→ TEXT BLOCK
Cunningham teaches producing output data from reducer code, the output data capable of being stored in stable storage (Para. [0040]).

Cunningham teaches all of the elements of the claimed invention as recited above except:
a serverless code execution system;

However, in the related field of endeavor of data processing, Rash teaches:
a serverless code execution system;
Liston teaches using a serverless execution system “for ad hoc MapReduce workloads” (Page 2 -Section “Serverless MapReduce overview” - Paragraph 3).

Thus, it would have been obvious to one of ordinary skill in the art, having the teachings of Liston and Cunningham at the time that the claimed invention was effectively filed, to have combined the serverless architecture for MapReduce tasks, as taught by Liston, with the in-memory execution of Map Reduce job sequences, as taught by Cunningham.

→ DATA
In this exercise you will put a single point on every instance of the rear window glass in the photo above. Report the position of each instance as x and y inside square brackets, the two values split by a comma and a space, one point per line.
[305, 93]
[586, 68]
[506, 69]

→ GIVEN INSTRUCTION
Continue the obviousness analysis above about combining serverless execution with MapReduce, picking up after its last sentence.

→ RESULT OF THE TASK
One would have been motivated to make such combination because Liston teaches the serverless solution as being “much cheaper than existing solutions” where “given that the solution is serverless, customers pay only when the MapReduce job is executed” (Page 2 -Section “Serverless MapReduce overview” - Paragraph 3) and it would be obvious to a person having ordinary skill in the art that reducing price for customers would improve the customer satisfaction when executing a MapReduce job.


Regarding Claim 2:
Cunningham and Liston further teach:
wherein the set of computing devices of the serverless code execution system comprises a plurality of poller devices, individual poller devices from the plurality of poller devices corresponding to an individual sub-streams of the plurality of sub-streams, and
Cunningham teaches Hadoop having an inherent “task polling model” (Para. [0114]) thereby teaching polling devices being utilized within the task polling model.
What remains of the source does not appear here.